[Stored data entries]
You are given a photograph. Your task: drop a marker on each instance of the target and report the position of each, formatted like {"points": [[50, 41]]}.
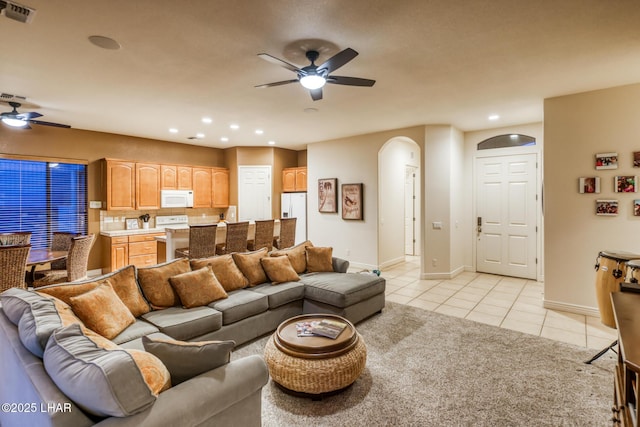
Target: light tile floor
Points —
{"points": [[506, 302]]}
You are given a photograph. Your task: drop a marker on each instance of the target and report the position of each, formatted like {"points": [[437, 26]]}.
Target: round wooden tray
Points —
{"points": [[286, 339]]}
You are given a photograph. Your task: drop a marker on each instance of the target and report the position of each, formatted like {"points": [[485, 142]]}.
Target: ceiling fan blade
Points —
{"points": [[278, 83], [316, 94], [39, 122], [350, 81], [28, 116], [279, 62], [338, 60]]}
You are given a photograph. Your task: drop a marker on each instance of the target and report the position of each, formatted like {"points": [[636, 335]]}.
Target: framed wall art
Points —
{"points": [[352, 201], [589, 184], [606, 207], [328, 195], [625, 184], [607, 161]]}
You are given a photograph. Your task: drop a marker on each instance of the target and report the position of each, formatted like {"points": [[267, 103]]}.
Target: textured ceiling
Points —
{"points": [[435, 62]]}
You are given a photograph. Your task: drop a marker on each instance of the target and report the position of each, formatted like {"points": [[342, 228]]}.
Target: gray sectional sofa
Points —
{"points": [[227, 395]]}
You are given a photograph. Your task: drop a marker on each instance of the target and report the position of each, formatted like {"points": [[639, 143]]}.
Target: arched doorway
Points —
{"points": [[399, 201]]}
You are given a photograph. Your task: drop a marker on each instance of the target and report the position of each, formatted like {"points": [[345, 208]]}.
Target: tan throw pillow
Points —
{"points": [[198, 288], [226, 271], [249, 264], [297, 256], [185, 360], [319, 259], [155, 285], [102, 311], [279, 269]]}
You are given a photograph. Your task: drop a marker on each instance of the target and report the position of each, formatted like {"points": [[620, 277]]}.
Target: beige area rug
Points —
{"points": [[427, 369]]}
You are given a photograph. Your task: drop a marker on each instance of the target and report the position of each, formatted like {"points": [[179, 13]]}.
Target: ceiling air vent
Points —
{"points": [[17, 11]]}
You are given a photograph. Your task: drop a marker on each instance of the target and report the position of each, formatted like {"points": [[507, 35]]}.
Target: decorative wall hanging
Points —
{"points": [[606, 207], [607, 161], [589, 184], [328, 195], [625, 184], [352, 201]]}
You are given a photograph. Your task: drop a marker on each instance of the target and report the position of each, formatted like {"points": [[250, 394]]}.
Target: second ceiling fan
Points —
{"points": [[314, 77]]}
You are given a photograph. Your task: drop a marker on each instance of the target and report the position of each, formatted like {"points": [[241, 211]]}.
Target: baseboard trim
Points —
{"points": [[571, 308]]}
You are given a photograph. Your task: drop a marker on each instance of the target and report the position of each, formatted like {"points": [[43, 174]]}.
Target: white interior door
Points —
{"points": [[410, 210], [506, 215], [254, 193]]}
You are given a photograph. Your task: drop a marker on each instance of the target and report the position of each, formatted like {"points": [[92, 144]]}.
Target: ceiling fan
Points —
{"points": [[22, 120], [314, 77]]}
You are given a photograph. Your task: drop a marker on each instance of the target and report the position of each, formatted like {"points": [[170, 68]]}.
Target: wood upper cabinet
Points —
{"points": [[147, 186], [174, 177], [220, 184], [120, 184], [294, 179], [202, 187]]}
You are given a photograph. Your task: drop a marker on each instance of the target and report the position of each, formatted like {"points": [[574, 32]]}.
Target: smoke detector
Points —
{"points": [[16, 11]]}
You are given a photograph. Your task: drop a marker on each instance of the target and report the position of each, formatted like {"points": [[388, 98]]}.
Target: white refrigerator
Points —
{"points": [[294, 205]]}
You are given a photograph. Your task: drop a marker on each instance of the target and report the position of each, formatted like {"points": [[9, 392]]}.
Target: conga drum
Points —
{"points": [[611, 270]]}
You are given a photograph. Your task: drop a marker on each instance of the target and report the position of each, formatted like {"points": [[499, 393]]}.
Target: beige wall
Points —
{"points": [[577, 127]]}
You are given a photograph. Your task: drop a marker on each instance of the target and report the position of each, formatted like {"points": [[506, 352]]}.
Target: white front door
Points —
{"points": [[506, 204], [254, 193]]}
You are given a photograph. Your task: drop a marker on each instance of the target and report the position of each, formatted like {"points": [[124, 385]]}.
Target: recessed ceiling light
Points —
{"points": [[105, 42]]}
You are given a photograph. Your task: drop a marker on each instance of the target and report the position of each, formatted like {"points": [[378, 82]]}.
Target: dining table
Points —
{"points": [[43, 256]]}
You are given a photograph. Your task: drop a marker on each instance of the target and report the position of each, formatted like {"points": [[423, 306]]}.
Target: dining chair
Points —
{"points": [[264, 235], [13, 263], [287, 237], [61, 241], [15, 238], [236, 240], [77, 262], [202, 242]]}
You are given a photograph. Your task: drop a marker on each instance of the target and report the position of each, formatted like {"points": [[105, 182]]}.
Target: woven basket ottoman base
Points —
{"points": [[315, 376]]}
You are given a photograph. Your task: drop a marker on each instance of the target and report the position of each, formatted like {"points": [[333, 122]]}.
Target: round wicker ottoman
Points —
{"points": [[315, 365]]}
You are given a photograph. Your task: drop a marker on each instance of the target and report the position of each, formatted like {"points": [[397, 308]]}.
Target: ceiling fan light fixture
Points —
{"points": [[13, 122], [312, 81]]}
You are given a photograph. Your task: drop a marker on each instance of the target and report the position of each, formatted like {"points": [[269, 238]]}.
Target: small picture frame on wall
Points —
{"points": [[606, 207], [328, 195], [589, 184], [352, 201], [607, 161], [625, 184]]}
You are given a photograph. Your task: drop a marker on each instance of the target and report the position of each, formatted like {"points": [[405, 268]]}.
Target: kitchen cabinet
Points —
{"points": [[220, 186], [294, 179], [174, 177], [137, 249], [120, 184], [147, 186], [202, 187]]}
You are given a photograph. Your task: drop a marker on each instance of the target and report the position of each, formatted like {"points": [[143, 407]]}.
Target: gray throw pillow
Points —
{"points": [[185, 360]]}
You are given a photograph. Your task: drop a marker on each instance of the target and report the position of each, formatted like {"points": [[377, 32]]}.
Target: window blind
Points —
{"points": [[42, 197]]}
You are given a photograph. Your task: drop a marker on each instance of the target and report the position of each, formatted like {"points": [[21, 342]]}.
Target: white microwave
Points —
{"points": [[176, 198]]}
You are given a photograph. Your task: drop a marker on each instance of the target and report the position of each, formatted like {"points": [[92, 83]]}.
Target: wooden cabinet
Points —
{"points": [[120, 184], [294, 179], [147, 186], [220, 186], [174, 177], [138, 249], [202, 187]]}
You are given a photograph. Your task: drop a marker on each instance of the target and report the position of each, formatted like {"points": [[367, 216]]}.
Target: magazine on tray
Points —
{"points": [[329, 328]]}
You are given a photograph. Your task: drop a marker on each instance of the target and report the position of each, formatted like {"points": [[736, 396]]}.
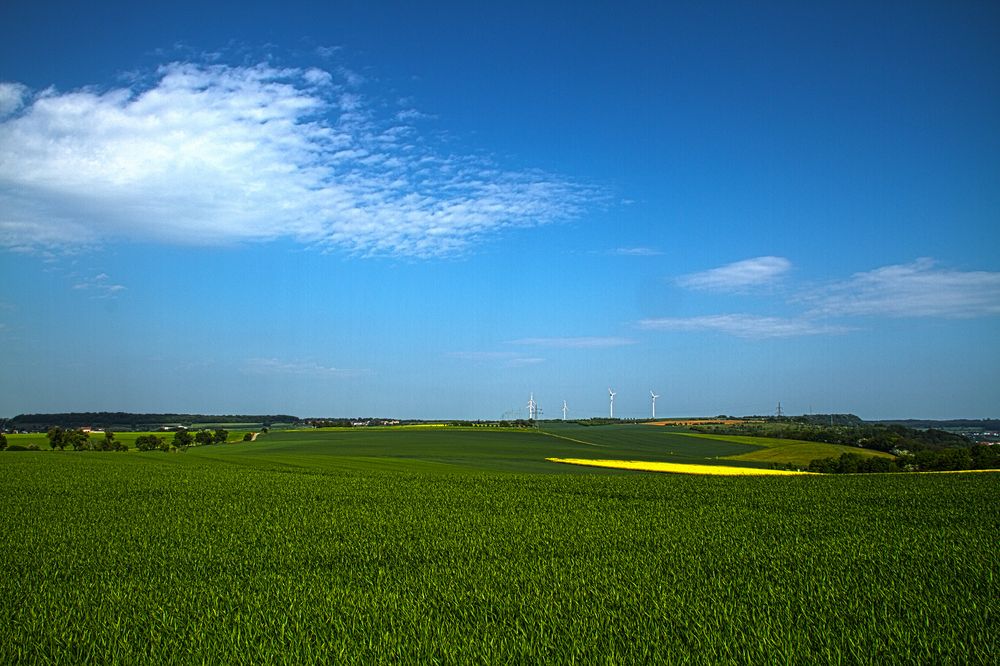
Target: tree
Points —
{"points": [[57, 438], [78, 439], [183, 439], [147, 442], [109, 443]]}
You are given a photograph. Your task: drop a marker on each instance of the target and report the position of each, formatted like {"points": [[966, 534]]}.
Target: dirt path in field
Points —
{"points": [[570, 439]]}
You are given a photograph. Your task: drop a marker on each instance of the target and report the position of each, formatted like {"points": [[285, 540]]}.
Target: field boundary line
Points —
{"points": [[570, 439]]}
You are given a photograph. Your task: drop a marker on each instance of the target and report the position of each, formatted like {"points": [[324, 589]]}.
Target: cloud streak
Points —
{"points": [[508, 359], [216, 154], [743, 325], [273, 366], [917, 289], [100, 286], [738, 276], [583, 342]]}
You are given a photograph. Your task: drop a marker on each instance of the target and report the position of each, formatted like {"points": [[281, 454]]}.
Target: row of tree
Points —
{"points": [[879, 437], [80, 440], [926, 460], [133, 421]]}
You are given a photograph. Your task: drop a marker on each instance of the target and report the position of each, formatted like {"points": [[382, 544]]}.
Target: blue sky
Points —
{"points": [[338, 209]]}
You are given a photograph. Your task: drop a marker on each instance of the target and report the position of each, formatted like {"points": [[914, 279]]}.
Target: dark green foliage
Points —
{"points": [[853, 463], [57, 438], [126, 420], [222, 563], [926, 460], [182, 439], [868, 435], [148, 442]]}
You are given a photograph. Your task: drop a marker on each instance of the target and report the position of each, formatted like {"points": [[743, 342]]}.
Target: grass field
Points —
{"points": [[787, 451], [467, 546]]}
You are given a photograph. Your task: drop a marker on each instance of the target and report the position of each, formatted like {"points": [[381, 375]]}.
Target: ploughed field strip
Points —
{"points": [[676, 468], [364, 547]]}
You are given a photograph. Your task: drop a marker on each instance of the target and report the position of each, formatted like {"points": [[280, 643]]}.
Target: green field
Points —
{"points": [[787, 451], [418, 546]]}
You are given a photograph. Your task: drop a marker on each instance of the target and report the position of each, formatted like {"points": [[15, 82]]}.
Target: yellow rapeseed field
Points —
{"points": [[677, 468]]}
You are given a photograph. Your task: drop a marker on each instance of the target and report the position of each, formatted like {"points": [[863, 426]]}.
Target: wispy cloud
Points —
{"points": [[917, 289], [273, 366], [636, 252], [743, 325], [100, 286], [210, 153], [738, 276], [508, 359], [11, 97], [583, 342]]}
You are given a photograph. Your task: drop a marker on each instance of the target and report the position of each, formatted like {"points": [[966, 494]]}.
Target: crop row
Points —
{"points": [[126, 559]]}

[ACTIVITY] From the data, list each line in which the string "tray" appears.

[RESULT OF THE EXERCISE]
Target: round wooden tray
Target: magazine on tray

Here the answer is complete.